_Task to carry out_: Reproduce the material below word for word, with every line in its original order.

_Excerpted records_:

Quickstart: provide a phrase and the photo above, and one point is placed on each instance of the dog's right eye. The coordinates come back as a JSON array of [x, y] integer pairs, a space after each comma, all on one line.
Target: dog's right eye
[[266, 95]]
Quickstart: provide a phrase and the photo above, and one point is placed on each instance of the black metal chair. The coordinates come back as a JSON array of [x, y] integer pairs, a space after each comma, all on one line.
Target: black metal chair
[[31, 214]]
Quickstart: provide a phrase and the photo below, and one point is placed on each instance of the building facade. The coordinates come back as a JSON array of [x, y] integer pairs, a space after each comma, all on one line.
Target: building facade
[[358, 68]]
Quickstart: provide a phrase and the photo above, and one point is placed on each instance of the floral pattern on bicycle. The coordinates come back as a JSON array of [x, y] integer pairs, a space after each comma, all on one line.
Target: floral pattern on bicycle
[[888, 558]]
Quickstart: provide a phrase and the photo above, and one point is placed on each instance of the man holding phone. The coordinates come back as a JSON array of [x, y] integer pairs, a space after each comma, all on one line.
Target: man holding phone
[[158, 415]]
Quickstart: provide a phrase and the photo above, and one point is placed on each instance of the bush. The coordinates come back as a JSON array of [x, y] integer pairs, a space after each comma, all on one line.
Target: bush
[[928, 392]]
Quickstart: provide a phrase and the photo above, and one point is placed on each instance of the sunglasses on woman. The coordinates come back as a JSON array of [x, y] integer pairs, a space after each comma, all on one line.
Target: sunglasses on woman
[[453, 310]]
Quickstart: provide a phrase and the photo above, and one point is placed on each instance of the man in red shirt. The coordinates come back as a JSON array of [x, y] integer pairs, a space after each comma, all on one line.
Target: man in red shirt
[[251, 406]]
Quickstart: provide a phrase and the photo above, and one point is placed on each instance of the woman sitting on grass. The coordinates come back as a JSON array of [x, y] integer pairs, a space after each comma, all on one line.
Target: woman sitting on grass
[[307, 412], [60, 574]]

_Reply_:
Quickstart: provide a phrase and the photo above, and one point is placed on each instance of the dog's right eye. The coordinates come back as a JSON array of [x, y] integer pairs, a space after each comma, all on one line.
Target: dog's right eye
[[266, 95]]
Quickstart: provide a phrase and the photo above, and one point is placed on each instance of the black metal chair. The coordinates come back as a JSON array of [x, y] integer pairs, a space after each comma, all on one line.
Target: black metal chair
[[31, 214]]
Quickstart: provide a phrase and the photo below, and one point is placed on each instance of the building facade. The coordinates come back as a JSON array of [x, y] integer pairs, a space after each comma, all on one line.
Target: building facade
[[358, 68]]
Quickstart: provide a phrase and the photo above, and one point is placed on each instance of the floral pattern on bicycle. The coordinates come back as a JSON array of [x, y] integer pairs, a space after each comma, all on one line.
Target: floral pattern on bicycle
[[888, 558]]
Quickstart: provide a phrase and the photo above, and one point is placed on each instance of the man holding phone. The coordinates come back as a JSON array of [x, y] integer pairs, a space after each comma, all on one line.
Target: man holding phone
[[158, 415]]
Quickstart: provide a phrase and the photo above, and one point is placed on each instance of the bush. The coordinates come back as a JSON array of [x, y] integer pairs, a space after each comma, all on one line.
Target: bush
[[928, 392]]
Quickstart: provide a phrase and the photo above, and one point is placed on each instance of the sunglasses on woman. The coordinates come back as a JSON array of [x, y] integer pairs, a space after each comma, all on one line.
Target: sunglasses on woman
[[453, 310]]
Quickstart: provide a phrase and the photo above, and one point is placed on each instance of the man in red shirt. The coordinates come back as a JSON array of [x, y] integer pairs, a space after each comma, all on one line.
Target: man in red shirt
[[251, 406]]
Quickstart: provide a phrase and the photo above, and one point is placed on each instance of the woman sitting on grass. The coordinates come back as a JSON array of [x, y] integer pairs, a space after each comma, all on one line.
Target: woman sitting on grass
[[307, 412], [60, 574]]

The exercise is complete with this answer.